◆ Exercise brief:
Recast each line of the data below as an item in a numbered list, omitting blank lines.

◆ Data to use:
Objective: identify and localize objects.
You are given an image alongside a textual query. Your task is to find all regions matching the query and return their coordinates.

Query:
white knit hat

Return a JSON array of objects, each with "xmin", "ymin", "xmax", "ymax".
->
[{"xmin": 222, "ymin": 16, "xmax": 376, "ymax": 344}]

◆ Full solution:
1. Objective: identify and localize objects.
2. You are given an image alongside a textual query. Your task is to find all regions matching the query and return their coordinates.
3. Query:
4. white knit hat
5. Return a JSON array of objects, each with "xmin", "ymin", "xmax", "ymax".
6. ->
7. [{"xmin": 222, "ymin": 16, "xmax": 376, "ymax": 344}]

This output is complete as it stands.